Questions on the material:
[A] Do these statements agree with the text about the Iran nuclear deal? (i) The deal aims to reach a permanent agreement within the next six months. (ii) During the six months, the P5+1 will lift the core sanctions on oil and finances. (iii) The deal shortens the time Iran would need for a fast breakout. Answer yes or no for each, quoting the deciding words of the text.
[B] Can you reproduce the passage of the text about the Iran nuclear deal between "But what, exactly, does" and "be even harder.", inclusive, without any changes?

Text:
◆ ◆ ◆ ◆ ◆
But what, exactly, does this deal mean? The hope is to establish—within the next six months—a permanent and comprehensive agreement that turns Iran’s program into a fully justified civil and peaceful effort, decreasing the possibility that the civilian nuclear program could be misused for weapons purposes. This deal lengthens the time that Iran would need for a fast breakout, while allowing for reversibility of sanctions if the deal is not being kept by Iran. Overall, this deal was a very good first step: The next ones will be even harder.

Greg Thielmann, Arms Control Association, and former director of the Strategic, Proliferation, and Military Affairs Office of the State Department’s Bureau of Intelligence and Research, senior fellow,

The Geneva agreement represents an historic breakthrough in the long-standing impasse over Iran’s nuclear program. The agreement will halt or reverse the Iranian nuclear activities of most acute proliferation concern over the next six months and provide additional means for the international community to monitor those activities while a long-term comprehensive agreement is negotiated. During this time, the P5+1 will retain the core sanctions on oil and finances that will continue to provide Iran a strong incentive to resolve concerns about the nature of its nuclear program.
◆ ◆ ◆ ◆ ◆
Information given:

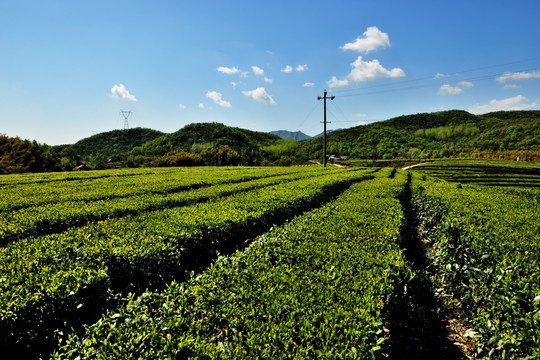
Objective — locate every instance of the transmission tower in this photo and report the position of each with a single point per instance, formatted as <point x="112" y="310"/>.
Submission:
◆ ◆ ◆ ◆ ◆
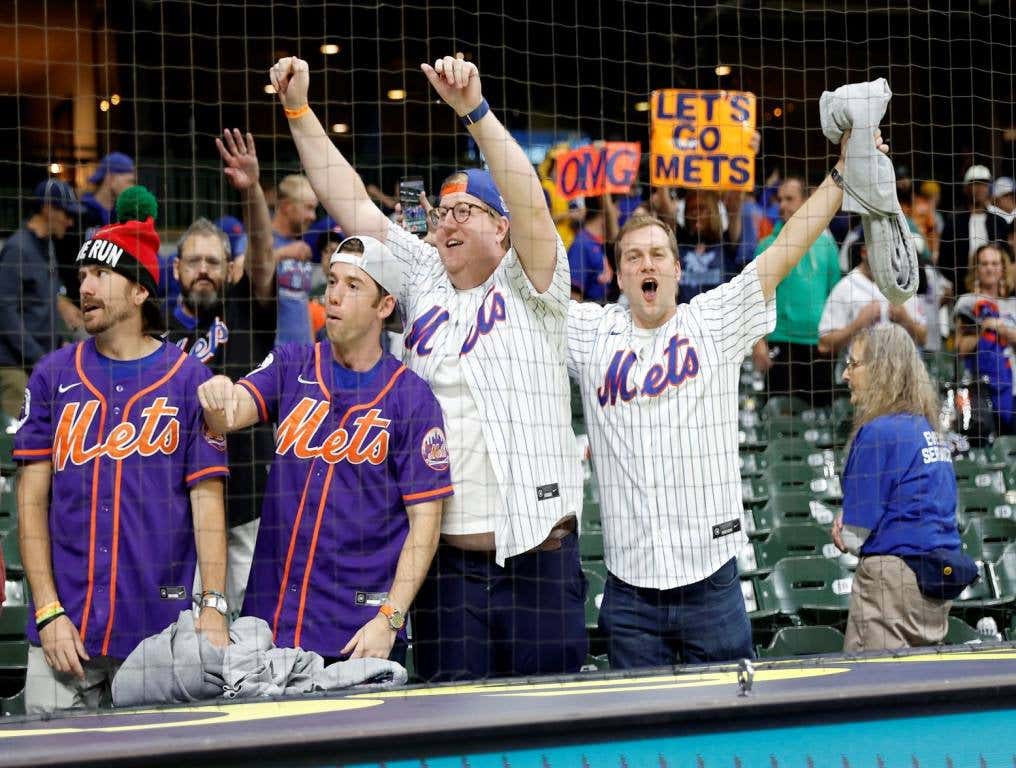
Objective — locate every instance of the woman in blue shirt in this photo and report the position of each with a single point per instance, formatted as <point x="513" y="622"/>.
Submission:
◆ ◆ ◆ ◆ ◆
Solution set:
[A]
(i) Yes: "The hope is to establish—within the next six months—a permanent and comprehensive agreement"
(ii) No: "the P5+1 will retain the core sanctions on oil and finances"
(iii) No: "This deal lengthens the time that Iran would need for a fast breakout"

[B]
But what, exactly, does this deal mean? The hope is to establish—within the next six months—a permanent and comprehensive agreement that turns Iran’s program into a fully justified civil and peaceful effort, decreasing the possibility that the civilian nuclear program could be misused for weapons purposes. This deal lengthens the time that Iran would need for a fast breakout, while allowing for reversibility of sanctions if the deal is not being kept by Iran. Overall, this deal was a very good first step: The next ones will be even harder.